- Liste des données -

***

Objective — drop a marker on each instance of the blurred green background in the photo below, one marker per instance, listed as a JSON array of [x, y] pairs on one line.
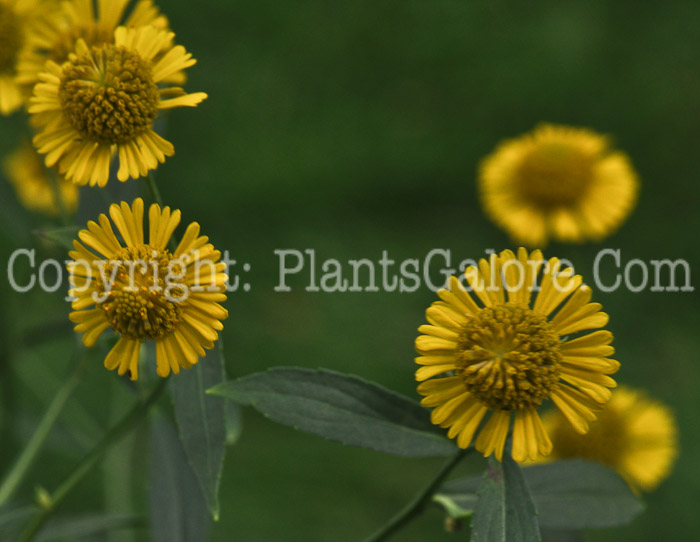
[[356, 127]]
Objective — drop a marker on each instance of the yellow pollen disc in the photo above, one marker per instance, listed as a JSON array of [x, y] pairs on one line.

***

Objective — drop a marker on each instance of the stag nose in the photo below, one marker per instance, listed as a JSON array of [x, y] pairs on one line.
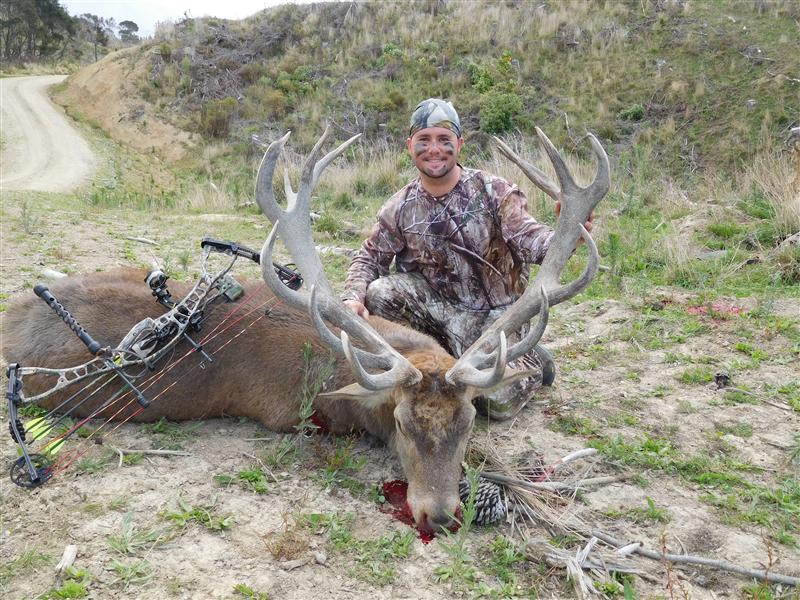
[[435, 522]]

***

- Objectif de l'exercice -
Remettez à l'échelle les lignes de la liste comprises entre celle qui contient « Objective — drop a marker on each instance of the blurred » et celle qui contient « Objective — drop a marker on each instance of the yellow », bornes incluses : recopiez-les toutes, consignes comprises, en multipliant par 2,45 chaque coordonnée des réponses et en l'arrondissant à l'entier le plus proche, les demis vers le haut. Omettez les images.

- Réponse attendue -
Objective — drop a marker on each instance of the blurred green background in the photo below, one marker per instance, listed as a JSON array of [x, y] pairs on one line.
[[872, 311]]
Objective — drop a marker on each instance of the yellow pollen disc in the photo above, one marker per instance, listed as a JSON array of [x, y] pairs on one line.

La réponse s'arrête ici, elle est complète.